## Instructions to follow
Reproduce the lines from the one holding "Expected content: handbag" to the end of the entries. Include both ends and change nothing.

Dataset entries
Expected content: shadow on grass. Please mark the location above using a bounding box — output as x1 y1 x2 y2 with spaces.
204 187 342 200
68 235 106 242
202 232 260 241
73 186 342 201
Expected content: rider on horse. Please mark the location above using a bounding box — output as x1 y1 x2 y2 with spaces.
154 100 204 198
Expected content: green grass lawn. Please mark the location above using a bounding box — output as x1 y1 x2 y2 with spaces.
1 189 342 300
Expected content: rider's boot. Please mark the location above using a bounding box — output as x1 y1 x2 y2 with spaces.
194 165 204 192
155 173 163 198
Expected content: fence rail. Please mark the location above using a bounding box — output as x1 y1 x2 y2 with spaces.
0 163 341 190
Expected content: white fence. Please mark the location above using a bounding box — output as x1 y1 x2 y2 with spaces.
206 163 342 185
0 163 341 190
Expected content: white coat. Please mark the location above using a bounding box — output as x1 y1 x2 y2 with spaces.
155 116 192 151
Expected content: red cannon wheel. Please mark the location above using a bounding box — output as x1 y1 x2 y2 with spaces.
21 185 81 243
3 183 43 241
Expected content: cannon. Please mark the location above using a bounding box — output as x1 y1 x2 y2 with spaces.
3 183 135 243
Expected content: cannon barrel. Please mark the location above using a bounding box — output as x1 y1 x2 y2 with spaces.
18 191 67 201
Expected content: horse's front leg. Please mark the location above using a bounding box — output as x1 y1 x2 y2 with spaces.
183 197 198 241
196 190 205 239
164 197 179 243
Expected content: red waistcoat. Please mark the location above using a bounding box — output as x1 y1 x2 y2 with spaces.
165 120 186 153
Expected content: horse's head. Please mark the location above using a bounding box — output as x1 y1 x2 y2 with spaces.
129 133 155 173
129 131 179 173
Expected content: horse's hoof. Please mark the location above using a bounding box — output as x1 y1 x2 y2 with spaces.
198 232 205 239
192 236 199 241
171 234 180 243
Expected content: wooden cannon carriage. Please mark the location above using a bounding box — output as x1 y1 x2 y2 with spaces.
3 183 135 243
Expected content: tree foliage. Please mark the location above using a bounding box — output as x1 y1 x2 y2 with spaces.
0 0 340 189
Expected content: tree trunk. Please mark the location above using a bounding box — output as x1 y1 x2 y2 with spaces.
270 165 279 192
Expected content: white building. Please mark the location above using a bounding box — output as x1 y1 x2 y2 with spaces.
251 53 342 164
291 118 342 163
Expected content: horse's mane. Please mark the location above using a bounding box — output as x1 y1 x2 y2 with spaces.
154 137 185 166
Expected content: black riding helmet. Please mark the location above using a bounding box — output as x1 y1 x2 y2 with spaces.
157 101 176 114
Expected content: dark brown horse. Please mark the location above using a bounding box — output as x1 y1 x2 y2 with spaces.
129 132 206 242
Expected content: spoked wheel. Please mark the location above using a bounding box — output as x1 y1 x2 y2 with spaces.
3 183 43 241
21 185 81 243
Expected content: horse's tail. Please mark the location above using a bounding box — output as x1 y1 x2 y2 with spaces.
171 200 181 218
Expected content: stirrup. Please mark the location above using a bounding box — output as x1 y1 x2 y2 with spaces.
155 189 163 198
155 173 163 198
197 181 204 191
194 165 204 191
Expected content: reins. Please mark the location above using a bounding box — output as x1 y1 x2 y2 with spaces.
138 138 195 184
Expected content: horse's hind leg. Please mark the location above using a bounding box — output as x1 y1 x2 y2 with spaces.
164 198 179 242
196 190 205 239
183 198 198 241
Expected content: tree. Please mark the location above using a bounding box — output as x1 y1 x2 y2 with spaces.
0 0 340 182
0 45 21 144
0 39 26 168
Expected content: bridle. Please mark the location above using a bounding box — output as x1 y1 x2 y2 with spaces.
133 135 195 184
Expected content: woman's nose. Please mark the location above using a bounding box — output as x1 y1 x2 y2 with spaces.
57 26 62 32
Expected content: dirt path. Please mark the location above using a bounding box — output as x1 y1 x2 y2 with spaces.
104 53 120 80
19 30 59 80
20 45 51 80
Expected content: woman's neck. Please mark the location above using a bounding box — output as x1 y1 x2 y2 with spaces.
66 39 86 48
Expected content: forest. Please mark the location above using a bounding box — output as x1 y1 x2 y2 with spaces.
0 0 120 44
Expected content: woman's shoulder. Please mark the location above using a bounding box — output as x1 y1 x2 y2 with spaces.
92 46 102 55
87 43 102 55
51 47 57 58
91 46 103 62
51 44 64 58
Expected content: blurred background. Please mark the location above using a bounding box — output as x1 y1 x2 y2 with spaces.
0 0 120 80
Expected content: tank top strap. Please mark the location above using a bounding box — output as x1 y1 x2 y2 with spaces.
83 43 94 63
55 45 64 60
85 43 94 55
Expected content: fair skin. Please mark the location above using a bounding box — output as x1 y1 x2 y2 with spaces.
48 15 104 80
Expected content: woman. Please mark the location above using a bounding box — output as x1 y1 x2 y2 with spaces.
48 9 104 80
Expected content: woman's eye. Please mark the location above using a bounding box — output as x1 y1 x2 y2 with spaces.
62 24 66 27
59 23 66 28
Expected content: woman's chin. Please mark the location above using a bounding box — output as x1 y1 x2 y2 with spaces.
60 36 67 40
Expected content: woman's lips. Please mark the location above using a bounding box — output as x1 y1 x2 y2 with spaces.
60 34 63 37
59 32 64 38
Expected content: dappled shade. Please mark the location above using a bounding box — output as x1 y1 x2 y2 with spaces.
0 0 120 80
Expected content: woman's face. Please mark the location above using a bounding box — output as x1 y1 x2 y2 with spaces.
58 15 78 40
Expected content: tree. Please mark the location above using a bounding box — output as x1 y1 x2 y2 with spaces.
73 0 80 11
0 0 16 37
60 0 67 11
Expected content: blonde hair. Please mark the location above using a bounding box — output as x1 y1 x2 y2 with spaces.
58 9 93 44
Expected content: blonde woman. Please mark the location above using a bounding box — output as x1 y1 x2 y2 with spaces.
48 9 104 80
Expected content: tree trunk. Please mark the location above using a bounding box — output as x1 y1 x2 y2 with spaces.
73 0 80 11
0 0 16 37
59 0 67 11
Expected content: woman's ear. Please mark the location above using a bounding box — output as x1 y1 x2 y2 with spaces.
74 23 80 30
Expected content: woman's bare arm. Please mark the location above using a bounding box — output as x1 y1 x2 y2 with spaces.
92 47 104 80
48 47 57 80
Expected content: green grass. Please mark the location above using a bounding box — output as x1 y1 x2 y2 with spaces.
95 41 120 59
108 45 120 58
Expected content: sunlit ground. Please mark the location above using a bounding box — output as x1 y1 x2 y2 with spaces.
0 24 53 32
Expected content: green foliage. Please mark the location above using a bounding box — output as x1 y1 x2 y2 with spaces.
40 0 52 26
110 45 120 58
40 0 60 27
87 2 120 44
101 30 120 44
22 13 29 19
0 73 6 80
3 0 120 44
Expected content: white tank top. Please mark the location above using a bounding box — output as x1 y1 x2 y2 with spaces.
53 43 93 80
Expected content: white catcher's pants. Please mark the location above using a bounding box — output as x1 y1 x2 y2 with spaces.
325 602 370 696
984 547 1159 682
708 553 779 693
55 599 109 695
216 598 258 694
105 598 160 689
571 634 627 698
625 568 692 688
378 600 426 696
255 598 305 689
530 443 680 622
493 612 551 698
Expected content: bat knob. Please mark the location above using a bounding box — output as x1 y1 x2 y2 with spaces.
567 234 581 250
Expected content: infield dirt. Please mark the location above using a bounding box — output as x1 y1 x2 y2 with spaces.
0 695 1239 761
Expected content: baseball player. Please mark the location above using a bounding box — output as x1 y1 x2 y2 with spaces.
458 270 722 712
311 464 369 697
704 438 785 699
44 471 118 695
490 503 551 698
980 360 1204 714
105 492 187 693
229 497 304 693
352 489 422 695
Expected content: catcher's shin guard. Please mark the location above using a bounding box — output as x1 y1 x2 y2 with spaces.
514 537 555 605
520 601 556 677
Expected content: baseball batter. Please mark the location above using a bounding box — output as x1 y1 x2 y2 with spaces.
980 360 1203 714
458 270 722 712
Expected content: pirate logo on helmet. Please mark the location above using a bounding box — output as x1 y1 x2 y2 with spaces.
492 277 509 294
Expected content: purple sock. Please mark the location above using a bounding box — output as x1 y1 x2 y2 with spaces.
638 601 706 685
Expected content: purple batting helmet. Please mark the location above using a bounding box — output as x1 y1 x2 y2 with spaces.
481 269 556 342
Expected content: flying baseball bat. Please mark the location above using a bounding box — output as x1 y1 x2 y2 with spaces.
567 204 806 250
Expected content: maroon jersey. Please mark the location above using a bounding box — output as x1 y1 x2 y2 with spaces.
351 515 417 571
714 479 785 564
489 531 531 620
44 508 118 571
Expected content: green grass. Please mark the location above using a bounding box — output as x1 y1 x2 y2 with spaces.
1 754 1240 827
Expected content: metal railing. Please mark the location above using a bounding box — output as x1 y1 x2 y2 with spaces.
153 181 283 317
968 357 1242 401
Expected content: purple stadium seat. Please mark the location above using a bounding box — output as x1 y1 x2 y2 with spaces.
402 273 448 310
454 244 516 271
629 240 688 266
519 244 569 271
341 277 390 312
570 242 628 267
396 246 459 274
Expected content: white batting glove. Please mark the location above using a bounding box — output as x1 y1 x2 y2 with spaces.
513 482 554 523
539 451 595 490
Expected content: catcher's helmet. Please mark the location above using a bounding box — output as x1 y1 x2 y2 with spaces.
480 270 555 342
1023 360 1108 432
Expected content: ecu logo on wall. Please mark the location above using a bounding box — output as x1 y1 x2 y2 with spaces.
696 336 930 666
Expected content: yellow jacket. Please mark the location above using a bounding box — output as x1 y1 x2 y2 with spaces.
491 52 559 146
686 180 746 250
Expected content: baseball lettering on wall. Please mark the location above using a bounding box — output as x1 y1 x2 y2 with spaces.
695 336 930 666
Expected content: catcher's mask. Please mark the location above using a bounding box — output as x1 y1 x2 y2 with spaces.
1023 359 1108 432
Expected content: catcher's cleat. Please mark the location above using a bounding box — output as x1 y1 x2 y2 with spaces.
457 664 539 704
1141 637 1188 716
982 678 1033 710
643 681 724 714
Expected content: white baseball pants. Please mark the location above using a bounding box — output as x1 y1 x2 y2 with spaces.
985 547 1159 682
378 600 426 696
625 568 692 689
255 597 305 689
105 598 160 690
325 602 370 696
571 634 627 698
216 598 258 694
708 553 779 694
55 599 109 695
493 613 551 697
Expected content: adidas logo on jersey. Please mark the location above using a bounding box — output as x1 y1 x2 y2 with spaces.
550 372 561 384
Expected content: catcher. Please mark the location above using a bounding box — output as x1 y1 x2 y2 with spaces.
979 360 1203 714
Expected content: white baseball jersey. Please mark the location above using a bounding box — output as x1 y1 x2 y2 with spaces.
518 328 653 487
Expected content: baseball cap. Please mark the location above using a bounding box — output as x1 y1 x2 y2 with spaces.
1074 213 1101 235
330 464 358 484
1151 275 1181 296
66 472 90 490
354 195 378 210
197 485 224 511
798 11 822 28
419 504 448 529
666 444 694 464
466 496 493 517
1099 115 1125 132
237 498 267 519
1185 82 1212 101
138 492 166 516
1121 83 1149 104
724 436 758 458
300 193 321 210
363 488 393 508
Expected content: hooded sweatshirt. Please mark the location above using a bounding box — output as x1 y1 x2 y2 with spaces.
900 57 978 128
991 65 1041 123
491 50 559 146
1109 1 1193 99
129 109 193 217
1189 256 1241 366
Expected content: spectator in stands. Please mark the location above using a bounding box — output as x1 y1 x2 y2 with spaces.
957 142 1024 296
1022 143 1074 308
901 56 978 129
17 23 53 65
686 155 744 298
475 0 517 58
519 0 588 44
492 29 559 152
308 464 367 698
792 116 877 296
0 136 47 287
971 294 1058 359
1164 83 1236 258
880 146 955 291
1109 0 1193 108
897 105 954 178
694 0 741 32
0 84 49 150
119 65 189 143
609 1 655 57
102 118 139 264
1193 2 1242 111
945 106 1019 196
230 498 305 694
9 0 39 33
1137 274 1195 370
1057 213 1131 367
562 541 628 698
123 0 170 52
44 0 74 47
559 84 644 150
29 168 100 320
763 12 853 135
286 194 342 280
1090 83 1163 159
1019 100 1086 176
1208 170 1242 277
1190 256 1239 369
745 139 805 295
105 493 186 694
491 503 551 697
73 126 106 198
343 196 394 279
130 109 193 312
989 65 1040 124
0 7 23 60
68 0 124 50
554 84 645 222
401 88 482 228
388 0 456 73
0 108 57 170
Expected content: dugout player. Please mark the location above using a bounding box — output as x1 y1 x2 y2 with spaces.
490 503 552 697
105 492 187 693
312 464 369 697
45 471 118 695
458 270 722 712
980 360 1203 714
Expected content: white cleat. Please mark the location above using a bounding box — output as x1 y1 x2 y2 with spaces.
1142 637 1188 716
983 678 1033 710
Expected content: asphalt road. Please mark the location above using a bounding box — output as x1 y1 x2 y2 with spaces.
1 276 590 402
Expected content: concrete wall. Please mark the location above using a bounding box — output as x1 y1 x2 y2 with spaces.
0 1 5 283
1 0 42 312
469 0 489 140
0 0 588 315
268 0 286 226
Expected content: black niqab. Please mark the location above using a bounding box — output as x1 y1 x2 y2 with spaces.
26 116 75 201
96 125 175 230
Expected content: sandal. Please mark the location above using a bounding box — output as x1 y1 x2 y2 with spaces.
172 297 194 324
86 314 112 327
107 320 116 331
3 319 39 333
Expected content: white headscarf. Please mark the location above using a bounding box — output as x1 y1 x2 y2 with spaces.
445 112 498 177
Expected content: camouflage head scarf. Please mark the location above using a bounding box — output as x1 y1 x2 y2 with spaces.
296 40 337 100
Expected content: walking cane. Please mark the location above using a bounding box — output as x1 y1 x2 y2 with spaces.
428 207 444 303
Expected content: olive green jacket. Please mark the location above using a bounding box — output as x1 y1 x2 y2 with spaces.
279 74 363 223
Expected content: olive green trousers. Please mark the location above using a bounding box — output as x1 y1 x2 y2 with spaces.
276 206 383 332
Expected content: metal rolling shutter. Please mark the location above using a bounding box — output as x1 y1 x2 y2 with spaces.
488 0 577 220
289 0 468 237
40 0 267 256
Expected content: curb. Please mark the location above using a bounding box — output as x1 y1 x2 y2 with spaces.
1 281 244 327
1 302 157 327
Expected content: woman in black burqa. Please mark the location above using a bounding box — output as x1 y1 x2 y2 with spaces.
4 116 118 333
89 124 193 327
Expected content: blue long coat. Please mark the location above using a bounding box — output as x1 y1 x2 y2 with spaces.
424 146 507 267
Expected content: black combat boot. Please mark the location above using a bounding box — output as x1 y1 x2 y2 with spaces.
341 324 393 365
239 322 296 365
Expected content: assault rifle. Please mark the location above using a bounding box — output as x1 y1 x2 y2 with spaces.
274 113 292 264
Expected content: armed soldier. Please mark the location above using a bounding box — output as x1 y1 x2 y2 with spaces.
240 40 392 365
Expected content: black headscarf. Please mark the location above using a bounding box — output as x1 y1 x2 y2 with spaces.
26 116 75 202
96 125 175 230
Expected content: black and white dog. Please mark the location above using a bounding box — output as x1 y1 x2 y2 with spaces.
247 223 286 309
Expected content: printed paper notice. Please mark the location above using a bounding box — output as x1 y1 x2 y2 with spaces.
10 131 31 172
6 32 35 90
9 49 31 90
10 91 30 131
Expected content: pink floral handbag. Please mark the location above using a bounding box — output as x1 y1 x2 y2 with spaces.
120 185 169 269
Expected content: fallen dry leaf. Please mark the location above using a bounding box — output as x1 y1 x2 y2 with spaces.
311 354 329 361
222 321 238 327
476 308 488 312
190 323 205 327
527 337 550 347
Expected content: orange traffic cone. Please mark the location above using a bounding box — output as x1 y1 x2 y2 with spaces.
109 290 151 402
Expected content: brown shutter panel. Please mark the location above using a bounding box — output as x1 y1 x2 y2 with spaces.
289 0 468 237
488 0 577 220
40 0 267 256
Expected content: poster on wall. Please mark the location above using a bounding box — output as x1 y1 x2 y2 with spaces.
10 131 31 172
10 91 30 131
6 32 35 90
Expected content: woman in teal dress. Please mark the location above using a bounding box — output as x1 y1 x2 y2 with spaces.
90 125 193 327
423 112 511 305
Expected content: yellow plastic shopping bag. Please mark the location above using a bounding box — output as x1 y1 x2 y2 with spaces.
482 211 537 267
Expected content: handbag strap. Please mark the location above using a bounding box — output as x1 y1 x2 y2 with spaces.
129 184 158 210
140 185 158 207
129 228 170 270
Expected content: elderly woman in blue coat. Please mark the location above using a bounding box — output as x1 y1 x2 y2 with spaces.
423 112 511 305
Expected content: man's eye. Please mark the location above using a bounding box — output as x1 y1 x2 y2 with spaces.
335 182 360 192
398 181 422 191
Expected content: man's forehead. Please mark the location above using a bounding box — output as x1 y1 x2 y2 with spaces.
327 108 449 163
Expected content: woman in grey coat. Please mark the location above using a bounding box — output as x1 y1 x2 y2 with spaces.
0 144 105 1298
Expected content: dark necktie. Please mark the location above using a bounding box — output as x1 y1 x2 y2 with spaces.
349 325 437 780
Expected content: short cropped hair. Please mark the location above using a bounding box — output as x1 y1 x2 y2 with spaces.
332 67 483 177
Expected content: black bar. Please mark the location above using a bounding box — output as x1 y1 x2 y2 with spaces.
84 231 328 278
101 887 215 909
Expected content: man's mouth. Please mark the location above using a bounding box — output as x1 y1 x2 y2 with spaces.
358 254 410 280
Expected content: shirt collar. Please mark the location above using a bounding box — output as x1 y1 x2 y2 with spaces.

## Answer section
Expected content: handbag strap. Please mark the location above using a bounding box — output as x1 y1 x2 y2 with spaces.
129 184 158 210
140 185 158 207
129 228 170 270
Expected content: elderly woman in blue coat. Please mark the location above using a bounding box — output as x1 y1 x2 y2 with spaces.
423 112 511 305
Expected content: man's eye. Please mark the location above using a bounding box — output as x1 y1 x2 y2 with spaces.
335 182 360 192
398 181 422 191
Expected content: man's forehead. Please mark the location above using a bounding box — output as x1 y1 x2 y2 with spaces.
327 108 449 163
Expected content: woman in grey coat. Please mark the location above using a bounding box — output as x1 y1 x2 y2 with spaces.
0 144 105 1298
Expected content: dark necktie. Please mark the location above using a bounding box — output as x1 y1 x2 y2 with spaces.
349 325 437 780
Expected content: short cropped hair. Please mark the location above using a bounding box — output as x1 y1 x2 y2 with spaces.
332 67 483 177
Expected content: black bar. Please mark the location above using a bounding box — output as x1 y1 x2 y2 with spaces.
84 231 328 278
101 887 215 909
Expected content: man's mouth. Please mark the location above using a bounding box — output as x1 y1 x2 y2 with spaces.
358 254 410 280
Expected content: shirt collar. Please mark the location above using a bounding box — output as x1 y1 x2 y2 with spaces.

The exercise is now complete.